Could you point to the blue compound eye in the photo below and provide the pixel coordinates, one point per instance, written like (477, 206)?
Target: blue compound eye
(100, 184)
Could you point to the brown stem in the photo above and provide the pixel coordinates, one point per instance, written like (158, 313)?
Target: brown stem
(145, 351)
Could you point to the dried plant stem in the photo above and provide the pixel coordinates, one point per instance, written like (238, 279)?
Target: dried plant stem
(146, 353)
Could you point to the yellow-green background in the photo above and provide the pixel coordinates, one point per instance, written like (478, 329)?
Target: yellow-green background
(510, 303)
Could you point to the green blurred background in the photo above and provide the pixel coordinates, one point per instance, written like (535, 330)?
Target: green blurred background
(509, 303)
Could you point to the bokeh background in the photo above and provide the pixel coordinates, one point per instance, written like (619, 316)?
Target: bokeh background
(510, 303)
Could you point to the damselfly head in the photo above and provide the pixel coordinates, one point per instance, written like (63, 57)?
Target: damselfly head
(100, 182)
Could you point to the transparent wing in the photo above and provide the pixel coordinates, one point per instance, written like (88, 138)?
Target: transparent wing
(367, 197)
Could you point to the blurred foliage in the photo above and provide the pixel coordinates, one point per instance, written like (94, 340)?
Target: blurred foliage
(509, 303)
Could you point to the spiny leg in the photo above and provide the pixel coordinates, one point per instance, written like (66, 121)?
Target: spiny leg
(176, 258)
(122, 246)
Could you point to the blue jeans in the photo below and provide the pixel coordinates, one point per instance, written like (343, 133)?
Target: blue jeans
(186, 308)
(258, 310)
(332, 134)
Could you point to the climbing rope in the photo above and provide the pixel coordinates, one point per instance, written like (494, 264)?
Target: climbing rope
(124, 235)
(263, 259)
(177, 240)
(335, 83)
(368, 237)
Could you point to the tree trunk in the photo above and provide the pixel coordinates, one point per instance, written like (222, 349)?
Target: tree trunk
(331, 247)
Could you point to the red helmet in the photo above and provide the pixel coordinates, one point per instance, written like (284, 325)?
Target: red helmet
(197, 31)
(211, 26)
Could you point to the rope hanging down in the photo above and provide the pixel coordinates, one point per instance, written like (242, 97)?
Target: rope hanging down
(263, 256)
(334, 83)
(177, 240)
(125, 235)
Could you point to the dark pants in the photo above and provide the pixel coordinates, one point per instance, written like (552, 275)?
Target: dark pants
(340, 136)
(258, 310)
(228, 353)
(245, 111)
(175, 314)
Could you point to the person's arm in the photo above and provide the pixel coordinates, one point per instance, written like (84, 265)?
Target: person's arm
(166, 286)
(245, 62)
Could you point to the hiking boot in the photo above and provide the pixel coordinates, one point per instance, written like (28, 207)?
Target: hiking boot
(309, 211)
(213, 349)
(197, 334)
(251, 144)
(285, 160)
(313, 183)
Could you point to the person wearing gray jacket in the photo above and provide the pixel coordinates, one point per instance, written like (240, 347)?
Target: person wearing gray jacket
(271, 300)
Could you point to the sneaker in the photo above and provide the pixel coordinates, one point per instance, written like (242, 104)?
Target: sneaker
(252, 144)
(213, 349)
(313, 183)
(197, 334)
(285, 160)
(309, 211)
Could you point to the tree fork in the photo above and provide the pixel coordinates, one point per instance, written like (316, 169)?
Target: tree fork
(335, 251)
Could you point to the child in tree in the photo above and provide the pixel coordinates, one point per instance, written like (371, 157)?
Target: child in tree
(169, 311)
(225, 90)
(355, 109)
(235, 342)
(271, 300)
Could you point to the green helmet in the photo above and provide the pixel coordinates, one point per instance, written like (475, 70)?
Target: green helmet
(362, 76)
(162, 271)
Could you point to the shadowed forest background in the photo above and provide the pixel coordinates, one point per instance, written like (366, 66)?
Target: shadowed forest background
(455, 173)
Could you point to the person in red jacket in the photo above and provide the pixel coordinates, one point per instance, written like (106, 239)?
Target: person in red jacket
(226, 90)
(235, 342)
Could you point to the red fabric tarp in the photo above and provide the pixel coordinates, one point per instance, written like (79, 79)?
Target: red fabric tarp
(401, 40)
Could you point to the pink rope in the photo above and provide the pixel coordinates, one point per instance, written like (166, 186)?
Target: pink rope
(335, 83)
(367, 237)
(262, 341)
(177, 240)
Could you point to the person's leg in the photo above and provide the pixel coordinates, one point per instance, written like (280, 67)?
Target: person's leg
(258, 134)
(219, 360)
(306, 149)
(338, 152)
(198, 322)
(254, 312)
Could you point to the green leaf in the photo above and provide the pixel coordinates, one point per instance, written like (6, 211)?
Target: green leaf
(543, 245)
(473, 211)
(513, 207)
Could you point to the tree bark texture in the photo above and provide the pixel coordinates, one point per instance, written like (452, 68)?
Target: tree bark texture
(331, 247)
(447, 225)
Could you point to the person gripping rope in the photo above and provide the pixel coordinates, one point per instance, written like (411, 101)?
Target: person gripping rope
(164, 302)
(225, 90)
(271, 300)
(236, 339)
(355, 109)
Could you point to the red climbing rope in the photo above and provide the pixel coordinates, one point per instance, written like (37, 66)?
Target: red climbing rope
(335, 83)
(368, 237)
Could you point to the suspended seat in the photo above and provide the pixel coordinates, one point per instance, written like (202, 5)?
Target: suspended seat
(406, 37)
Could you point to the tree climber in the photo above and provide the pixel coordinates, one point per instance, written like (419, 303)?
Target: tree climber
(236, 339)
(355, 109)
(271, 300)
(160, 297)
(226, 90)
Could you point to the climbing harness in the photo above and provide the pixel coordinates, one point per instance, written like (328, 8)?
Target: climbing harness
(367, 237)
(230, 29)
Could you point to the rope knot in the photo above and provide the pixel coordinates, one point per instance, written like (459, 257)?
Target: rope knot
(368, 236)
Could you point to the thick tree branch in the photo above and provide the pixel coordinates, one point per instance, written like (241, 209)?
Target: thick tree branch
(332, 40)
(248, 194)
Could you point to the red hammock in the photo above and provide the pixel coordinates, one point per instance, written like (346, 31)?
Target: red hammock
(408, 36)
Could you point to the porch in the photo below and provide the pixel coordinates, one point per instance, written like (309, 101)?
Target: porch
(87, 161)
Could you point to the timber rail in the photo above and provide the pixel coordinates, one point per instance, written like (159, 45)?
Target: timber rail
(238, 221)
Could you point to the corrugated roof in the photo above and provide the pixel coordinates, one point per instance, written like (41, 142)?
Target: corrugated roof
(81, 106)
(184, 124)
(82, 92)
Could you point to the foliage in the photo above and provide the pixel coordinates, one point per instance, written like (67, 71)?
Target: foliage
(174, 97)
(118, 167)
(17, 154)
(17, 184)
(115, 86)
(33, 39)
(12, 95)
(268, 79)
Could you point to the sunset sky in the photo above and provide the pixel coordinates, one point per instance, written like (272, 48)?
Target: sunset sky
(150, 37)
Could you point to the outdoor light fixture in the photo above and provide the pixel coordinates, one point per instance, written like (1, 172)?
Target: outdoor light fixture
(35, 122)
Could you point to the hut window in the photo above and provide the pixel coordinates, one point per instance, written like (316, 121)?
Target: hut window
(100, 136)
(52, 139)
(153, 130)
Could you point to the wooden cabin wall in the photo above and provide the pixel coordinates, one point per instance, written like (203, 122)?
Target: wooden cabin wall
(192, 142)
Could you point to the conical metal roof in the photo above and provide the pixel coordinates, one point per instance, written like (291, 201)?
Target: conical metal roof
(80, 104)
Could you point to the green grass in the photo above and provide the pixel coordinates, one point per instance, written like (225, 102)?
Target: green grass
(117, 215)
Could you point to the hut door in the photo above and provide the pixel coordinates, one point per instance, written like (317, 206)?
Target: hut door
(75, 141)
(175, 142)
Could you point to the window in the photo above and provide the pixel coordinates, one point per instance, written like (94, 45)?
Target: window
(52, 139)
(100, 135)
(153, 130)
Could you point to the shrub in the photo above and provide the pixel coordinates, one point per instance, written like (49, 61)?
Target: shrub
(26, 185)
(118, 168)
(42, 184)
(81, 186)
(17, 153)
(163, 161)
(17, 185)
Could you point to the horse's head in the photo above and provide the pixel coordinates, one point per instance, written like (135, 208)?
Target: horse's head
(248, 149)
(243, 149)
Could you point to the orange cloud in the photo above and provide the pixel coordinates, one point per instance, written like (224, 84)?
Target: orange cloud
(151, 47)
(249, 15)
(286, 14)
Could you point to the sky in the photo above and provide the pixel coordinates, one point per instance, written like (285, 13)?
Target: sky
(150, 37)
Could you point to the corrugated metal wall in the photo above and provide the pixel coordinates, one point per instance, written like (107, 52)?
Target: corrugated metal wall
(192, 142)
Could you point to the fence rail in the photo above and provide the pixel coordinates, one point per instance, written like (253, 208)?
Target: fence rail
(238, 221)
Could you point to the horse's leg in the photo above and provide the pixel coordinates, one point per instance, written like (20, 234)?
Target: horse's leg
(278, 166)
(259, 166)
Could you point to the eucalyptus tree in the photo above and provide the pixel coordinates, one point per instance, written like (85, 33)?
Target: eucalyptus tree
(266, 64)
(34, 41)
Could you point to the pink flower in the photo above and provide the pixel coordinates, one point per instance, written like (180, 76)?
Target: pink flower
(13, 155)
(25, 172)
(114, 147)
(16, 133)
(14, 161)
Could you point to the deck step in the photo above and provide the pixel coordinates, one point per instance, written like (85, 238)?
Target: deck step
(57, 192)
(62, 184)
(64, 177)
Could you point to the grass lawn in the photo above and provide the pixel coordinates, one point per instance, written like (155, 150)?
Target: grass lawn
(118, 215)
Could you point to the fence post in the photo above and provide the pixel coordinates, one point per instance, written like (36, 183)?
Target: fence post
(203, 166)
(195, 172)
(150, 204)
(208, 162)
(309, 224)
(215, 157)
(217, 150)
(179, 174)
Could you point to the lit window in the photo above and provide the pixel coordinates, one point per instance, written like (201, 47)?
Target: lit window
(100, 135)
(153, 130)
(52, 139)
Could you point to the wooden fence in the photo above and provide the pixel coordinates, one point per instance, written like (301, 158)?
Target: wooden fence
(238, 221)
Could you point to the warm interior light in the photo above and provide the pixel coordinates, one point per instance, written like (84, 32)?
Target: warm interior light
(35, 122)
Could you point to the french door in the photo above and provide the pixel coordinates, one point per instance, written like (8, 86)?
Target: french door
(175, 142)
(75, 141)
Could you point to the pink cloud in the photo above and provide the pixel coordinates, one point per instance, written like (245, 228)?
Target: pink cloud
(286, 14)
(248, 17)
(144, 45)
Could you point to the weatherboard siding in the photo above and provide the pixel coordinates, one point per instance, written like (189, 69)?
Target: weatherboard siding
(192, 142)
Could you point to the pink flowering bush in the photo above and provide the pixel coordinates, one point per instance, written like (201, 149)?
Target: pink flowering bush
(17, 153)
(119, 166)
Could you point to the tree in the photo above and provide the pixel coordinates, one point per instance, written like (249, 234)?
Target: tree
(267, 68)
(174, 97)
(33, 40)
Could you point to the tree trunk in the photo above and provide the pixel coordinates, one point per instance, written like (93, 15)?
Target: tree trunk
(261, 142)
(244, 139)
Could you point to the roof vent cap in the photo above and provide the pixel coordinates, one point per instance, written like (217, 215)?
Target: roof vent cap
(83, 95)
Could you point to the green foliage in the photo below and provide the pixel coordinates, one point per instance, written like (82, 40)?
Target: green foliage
- - -
> _Objective_: Output exactly the lines from the one containing "Could you point to the pink cloud" through the last line of the entries, both ends included.

> _Right answer_:
Could you point to the pink cloud in the photo above and provide the pixel coordinates, one point per instance, written like (245, 228)?
Target: pink cloud
(286, 14)
(248, 17)
(144, 45)
Could you point to the weatherboard siding in the photo above and provide the pixel coordinates, one point per instance, written like (189, 69)?
Target: weatherboard siding
(192, 142)
Could you point to the pink flowering bush in the photo above and provide the pixel coordinates, one point per instance, written like (201, 149)?
Target: pink flowering bush
(17, 153)
(119, 166)
Could you point to the tree in the photo above and provide the pixel coordinates, one point per instance, written like (249, 234)?
Target: tree
(267, 68)
(174, 97)
(33, 40)
Could you point to the tree trunk in the photo above and provide the pixel coordinates, one point per instance, written like (93, 15)?
Target: tree trunk
(261, 142)
(244, 139)
Could you point to the roof vent cap in the photo above and provide the pixel coordinates, one point per instance, written like (217, 215)?
Target: roof vent cap
(83, 95)
Could you point to the green foliage in the photo below and provide the pixel coordinates, one point per instance, written like (82, 40)?
Target: green foliage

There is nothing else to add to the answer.